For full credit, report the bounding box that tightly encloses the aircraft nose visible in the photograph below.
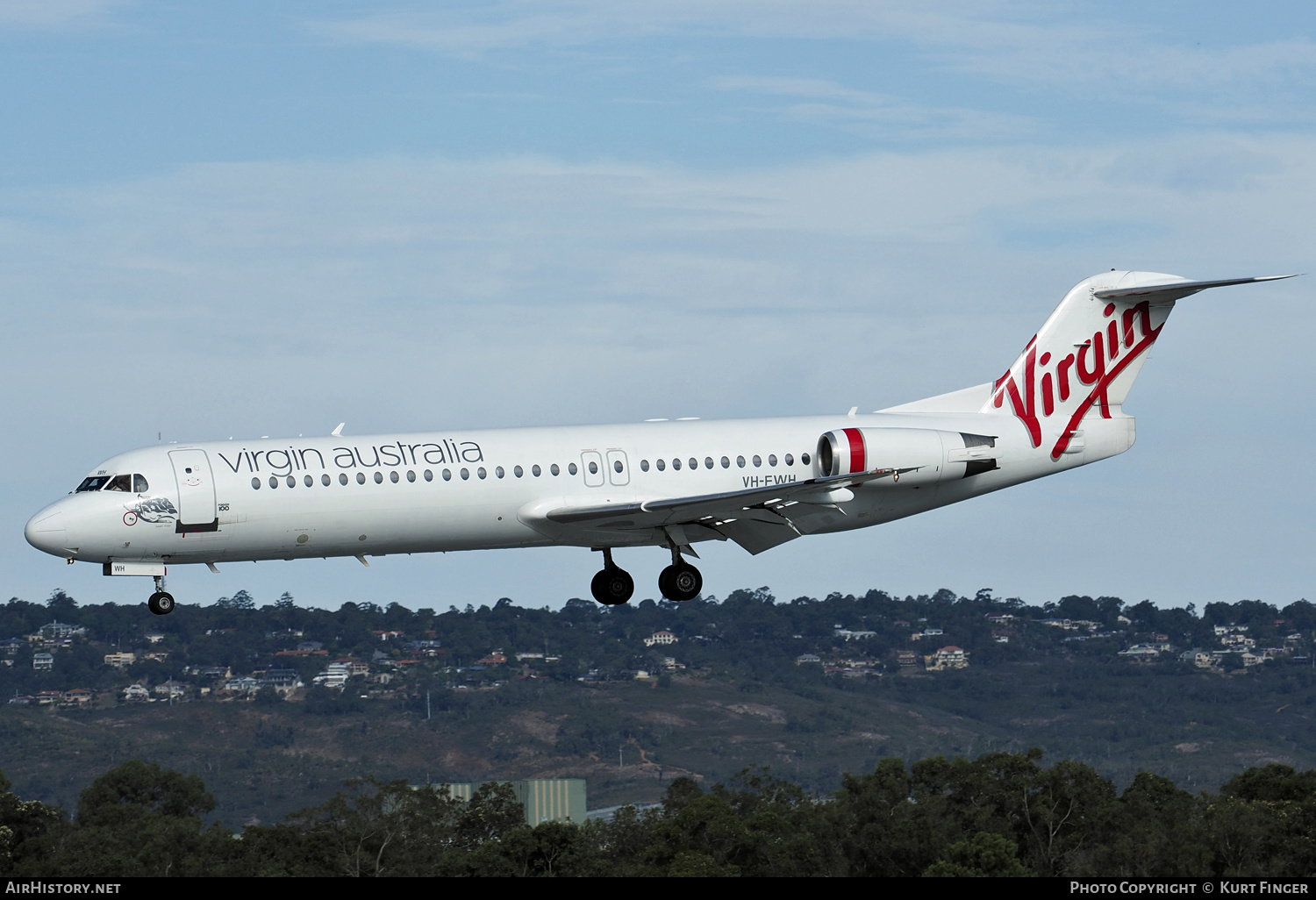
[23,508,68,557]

::::::::

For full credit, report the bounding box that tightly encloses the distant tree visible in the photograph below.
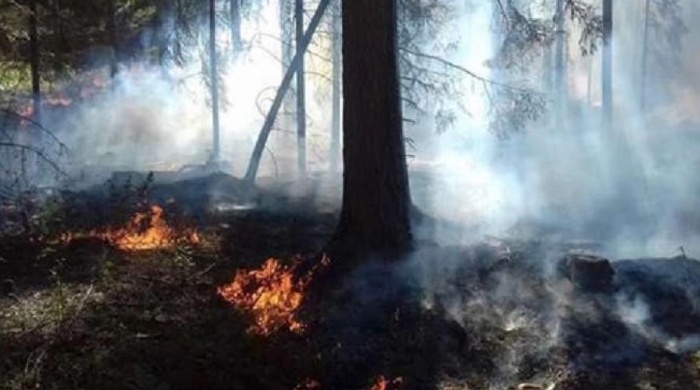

::::::::

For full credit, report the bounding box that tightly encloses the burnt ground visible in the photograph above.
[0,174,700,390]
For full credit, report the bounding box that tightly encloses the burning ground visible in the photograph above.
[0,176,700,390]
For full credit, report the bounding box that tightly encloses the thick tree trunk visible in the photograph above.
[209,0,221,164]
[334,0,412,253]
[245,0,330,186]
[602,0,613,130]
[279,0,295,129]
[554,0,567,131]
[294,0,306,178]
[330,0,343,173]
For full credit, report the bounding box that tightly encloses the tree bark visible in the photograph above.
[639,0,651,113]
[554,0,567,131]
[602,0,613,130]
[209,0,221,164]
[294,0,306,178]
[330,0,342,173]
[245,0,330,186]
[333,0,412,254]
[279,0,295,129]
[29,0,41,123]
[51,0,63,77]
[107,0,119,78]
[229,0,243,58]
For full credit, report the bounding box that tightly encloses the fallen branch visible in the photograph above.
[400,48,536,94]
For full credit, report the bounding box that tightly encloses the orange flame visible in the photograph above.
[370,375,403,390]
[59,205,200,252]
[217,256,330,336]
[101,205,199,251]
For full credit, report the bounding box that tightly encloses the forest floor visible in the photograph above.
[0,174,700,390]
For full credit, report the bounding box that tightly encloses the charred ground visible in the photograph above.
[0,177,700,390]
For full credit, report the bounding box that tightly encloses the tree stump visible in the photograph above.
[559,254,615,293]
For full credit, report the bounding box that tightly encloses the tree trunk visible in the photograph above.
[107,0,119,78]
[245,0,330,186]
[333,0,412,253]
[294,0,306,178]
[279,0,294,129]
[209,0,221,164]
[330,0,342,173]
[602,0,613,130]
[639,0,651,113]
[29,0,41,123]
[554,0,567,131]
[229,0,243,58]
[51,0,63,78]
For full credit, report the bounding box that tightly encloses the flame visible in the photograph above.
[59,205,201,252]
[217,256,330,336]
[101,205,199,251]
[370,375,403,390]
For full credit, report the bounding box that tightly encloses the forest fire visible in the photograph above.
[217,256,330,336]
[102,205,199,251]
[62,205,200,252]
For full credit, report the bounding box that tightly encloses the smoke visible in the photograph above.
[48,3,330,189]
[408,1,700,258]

::::::::

Instructions for the task:
Copy the rows from the line containing "nose visible in the photograph below." through the line containing "[23,508,68,557]", word for word, and leave out the picture.

Problem solution:
For full credit, report the bounding box that tightly encloses the aircraft nose visible in the photograph below.
[23,508,68,557]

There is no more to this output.